• The problem: Starting with the line that contains "the woodpecker's neck", reproduce each line through the end of the listing below, with no other output.

• Task material:
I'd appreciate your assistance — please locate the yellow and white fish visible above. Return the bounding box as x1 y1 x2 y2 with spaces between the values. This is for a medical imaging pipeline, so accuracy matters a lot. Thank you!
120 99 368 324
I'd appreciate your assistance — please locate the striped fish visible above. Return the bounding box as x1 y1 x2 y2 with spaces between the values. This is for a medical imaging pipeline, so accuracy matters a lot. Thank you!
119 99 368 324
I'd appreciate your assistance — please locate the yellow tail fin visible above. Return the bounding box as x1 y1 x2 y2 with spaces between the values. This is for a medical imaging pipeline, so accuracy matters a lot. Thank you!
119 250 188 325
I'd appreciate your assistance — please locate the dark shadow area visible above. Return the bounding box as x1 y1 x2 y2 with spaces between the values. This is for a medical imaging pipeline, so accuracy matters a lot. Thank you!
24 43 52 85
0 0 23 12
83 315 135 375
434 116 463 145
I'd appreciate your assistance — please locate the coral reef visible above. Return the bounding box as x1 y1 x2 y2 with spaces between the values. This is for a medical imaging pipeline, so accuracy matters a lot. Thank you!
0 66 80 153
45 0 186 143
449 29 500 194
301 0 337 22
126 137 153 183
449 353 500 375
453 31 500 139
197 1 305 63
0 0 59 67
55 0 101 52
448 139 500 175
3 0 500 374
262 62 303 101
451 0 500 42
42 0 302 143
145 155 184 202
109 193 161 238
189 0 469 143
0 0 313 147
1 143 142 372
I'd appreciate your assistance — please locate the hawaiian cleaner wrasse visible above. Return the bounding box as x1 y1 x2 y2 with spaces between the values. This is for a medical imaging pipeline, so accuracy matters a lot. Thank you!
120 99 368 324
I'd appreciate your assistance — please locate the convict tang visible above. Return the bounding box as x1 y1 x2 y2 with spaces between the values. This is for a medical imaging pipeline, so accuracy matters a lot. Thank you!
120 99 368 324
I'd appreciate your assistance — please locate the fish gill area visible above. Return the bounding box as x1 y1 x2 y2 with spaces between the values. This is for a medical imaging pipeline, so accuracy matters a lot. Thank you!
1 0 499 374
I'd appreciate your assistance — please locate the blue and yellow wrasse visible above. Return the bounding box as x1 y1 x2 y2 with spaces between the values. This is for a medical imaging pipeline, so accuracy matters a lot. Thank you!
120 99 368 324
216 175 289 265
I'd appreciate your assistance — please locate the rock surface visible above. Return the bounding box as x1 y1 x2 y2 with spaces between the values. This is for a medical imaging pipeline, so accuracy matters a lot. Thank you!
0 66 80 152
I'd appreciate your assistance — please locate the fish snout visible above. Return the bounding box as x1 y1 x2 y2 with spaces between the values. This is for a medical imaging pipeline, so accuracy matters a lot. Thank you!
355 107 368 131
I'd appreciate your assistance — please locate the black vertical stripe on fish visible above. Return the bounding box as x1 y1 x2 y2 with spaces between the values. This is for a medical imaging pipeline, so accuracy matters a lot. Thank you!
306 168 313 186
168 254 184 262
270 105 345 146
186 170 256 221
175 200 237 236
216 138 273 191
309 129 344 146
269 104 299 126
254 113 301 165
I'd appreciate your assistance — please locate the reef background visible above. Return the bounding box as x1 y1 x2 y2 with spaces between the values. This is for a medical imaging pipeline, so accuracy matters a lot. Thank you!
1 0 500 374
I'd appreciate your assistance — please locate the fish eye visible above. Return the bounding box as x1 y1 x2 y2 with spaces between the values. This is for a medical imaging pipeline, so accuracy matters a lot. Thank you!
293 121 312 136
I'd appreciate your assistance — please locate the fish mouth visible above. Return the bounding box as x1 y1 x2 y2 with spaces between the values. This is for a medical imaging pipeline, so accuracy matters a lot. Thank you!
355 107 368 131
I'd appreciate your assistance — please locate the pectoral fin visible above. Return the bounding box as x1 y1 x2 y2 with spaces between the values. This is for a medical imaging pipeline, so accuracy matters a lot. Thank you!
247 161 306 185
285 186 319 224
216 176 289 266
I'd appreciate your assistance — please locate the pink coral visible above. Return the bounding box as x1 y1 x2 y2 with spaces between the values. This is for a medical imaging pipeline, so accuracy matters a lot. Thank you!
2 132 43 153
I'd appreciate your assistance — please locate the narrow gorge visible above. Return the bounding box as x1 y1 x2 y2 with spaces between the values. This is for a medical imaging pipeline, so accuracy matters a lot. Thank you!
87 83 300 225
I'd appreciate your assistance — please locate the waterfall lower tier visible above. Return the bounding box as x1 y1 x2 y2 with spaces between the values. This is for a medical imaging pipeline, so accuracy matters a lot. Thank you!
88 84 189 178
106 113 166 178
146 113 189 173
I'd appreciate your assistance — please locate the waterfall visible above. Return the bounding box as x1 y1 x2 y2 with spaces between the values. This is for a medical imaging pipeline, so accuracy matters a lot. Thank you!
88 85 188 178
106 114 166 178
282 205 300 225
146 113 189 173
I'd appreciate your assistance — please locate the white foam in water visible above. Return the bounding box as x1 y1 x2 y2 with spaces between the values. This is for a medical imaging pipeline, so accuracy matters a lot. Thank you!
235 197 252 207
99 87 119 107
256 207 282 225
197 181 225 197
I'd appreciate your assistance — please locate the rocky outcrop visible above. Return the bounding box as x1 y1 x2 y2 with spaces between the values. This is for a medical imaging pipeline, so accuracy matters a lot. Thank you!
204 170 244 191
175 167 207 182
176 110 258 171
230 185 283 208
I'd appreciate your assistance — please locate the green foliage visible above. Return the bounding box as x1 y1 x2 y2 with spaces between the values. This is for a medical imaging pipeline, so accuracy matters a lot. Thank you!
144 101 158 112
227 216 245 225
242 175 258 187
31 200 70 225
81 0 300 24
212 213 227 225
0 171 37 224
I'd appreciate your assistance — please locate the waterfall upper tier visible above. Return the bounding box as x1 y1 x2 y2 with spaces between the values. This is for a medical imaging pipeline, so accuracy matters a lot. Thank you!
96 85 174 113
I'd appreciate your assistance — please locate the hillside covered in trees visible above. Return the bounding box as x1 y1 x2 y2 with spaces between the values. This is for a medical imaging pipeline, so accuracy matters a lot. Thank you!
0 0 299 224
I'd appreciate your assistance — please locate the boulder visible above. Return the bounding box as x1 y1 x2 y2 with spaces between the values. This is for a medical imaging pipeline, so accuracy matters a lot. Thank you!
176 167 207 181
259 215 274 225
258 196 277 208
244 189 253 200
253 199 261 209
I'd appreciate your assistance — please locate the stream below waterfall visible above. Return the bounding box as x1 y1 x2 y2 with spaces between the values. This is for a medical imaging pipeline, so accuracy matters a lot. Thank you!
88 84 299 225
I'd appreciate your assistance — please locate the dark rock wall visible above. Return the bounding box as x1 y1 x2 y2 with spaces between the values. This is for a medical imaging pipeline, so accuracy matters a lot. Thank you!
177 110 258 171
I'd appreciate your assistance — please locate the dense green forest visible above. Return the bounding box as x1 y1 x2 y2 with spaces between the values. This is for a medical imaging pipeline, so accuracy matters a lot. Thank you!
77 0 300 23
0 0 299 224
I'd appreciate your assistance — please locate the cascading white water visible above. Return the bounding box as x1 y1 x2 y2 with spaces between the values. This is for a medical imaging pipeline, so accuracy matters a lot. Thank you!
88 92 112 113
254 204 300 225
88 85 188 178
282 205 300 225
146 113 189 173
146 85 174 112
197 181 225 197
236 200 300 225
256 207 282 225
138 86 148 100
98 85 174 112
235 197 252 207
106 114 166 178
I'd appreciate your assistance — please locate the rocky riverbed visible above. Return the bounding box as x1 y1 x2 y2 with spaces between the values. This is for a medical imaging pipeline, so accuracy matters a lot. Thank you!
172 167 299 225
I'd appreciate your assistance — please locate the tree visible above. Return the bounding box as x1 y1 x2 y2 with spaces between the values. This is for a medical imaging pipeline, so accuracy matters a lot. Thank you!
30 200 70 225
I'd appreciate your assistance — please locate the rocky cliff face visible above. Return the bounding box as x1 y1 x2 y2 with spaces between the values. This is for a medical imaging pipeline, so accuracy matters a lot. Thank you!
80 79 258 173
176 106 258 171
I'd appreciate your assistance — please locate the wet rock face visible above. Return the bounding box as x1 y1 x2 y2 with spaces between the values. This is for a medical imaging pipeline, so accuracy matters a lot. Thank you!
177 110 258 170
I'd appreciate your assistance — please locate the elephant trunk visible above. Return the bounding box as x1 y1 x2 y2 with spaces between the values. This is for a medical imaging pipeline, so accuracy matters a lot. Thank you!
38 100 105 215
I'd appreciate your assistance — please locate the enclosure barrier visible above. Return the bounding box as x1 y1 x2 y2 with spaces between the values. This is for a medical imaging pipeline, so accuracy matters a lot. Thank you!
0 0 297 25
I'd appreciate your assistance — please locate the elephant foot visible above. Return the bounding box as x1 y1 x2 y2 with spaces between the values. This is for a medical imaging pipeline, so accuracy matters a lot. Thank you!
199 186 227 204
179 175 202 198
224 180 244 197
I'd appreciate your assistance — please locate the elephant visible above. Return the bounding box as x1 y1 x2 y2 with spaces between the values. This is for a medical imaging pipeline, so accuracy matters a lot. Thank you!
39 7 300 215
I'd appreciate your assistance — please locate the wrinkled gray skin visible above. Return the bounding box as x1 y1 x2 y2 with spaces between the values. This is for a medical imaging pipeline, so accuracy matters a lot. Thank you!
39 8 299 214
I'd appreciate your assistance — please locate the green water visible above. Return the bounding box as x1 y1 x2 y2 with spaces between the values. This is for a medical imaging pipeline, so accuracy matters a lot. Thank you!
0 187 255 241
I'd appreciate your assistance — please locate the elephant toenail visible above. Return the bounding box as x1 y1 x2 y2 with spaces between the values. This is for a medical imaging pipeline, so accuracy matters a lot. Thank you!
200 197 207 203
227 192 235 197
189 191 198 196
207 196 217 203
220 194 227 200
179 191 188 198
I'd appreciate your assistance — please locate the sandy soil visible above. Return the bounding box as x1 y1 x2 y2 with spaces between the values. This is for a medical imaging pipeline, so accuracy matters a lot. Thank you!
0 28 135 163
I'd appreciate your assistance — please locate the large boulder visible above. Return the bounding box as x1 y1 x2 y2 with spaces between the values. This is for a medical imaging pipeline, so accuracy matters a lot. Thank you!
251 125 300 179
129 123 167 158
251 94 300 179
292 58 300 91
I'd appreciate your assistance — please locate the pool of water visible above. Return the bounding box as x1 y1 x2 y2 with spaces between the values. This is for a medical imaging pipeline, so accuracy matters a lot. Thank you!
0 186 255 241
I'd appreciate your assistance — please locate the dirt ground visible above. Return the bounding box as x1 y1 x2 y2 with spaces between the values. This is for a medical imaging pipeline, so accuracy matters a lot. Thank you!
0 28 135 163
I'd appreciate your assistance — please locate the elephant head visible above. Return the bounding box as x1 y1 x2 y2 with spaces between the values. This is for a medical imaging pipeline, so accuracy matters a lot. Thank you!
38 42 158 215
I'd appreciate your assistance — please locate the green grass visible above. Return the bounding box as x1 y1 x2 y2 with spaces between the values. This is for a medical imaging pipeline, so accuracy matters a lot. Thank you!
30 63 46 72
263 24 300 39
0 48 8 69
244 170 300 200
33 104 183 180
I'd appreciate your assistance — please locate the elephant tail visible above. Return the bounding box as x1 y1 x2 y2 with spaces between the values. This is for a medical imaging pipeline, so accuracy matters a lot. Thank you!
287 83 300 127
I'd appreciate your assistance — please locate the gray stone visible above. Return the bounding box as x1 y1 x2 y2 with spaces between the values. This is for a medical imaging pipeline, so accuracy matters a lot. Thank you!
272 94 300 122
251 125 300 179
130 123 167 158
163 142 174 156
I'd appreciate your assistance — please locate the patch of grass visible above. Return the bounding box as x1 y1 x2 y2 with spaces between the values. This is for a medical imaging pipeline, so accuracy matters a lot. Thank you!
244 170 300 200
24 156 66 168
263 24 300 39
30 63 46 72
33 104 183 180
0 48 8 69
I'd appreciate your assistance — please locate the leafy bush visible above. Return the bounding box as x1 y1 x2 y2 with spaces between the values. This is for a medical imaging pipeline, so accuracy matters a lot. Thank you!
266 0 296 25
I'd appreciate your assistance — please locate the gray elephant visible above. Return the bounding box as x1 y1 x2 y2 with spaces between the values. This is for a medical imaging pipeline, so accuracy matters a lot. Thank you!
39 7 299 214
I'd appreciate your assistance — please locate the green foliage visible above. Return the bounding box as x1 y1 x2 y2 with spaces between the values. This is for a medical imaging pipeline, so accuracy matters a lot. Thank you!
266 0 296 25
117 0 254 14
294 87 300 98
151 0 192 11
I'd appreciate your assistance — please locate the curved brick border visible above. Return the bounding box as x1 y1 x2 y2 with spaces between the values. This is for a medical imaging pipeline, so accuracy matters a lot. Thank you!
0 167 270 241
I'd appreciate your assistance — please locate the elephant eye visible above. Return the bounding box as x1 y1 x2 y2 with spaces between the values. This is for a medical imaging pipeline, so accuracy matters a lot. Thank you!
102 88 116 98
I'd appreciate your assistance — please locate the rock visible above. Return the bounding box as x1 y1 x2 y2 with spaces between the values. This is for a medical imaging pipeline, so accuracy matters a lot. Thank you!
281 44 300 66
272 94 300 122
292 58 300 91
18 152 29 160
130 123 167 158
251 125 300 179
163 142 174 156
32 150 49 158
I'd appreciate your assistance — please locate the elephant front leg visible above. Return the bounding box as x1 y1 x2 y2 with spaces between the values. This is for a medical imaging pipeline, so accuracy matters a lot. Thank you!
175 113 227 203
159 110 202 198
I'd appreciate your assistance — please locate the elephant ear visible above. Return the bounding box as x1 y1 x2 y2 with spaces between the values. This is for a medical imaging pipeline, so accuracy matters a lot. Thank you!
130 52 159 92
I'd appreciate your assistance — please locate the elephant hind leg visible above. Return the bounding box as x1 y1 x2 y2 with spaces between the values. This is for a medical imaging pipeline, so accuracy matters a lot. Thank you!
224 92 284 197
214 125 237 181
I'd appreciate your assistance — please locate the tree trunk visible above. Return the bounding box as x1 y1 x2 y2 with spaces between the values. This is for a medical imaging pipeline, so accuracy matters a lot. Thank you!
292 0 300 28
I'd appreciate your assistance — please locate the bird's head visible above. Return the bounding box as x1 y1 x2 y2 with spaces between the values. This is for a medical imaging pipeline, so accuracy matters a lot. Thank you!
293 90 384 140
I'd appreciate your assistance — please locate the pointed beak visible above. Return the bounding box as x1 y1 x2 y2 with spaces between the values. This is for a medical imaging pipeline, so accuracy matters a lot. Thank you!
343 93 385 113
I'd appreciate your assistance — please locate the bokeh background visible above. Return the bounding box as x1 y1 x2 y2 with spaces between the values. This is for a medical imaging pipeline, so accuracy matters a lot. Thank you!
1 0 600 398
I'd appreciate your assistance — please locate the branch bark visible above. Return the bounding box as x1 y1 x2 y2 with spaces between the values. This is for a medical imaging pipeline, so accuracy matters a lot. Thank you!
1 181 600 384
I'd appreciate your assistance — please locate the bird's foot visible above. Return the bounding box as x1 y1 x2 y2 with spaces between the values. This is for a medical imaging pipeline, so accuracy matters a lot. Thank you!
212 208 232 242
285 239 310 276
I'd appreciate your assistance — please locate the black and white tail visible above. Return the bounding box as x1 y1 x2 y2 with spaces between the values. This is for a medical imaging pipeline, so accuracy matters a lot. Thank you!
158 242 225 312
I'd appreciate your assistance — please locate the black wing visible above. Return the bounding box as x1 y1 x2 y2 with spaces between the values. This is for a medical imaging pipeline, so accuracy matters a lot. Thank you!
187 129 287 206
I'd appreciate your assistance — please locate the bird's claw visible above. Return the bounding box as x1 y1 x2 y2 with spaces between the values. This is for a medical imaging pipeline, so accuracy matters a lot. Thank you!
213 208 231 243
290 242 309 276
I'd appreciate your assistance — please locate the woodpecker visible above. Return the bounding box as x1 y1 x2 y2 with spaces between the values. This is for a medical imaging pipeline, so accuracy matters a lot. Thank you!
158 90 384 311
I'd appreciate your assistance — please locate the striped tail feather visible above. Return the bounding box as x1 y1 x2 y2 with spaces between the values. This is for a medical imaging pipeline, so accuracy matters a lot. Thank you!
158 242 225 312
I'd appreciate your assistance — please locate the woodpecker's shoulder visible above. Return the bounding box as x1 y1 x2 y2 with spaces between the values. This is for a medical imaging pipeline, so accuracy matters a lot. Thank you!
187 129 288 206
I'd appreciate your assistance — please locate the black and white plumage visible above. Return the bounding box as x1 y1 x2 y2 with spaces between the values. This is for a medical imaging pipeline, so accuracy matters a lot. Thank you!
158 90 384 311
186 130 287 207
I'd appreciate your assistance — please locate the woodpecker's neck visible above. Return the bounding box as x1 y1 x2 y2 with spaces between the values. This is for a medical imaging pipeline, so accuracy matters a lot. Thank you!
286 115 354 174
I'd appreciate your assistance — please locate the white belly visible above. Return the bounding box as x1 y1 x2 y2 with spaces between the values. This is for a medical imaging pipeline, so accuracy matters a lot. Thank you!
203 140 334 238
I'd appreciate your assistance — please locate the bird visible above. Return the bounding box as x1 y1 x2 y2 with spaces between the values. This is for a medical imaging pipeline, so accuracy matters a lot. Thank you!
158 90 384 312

• Output of the exercise:
I'd appreciate your assistance — please locate the woodpecker's neck visible above. Return the bounding box as x1 y1 x2 y2 with spaces between the values. This is for a medical imaging pipeline, so accuracy matters a lot. Thank you!
286 115 354 174
I'd appreciate your assistance — please locate the white belly visible above. Return the bounding box as x1 y1 x2 y2 with spaces between the values. This is for a medical imaging pipeline, so accuracy matters a lot. Thank you!
203 140 334 238
I'd appreciate your assistance — please locate the bird visible above. Return the bounding box as x1 y1 x2 y2 with spaces between the values. This is for a medical imaging pipeline, so accuracy matters a lot. Thank you!
158 90 384 312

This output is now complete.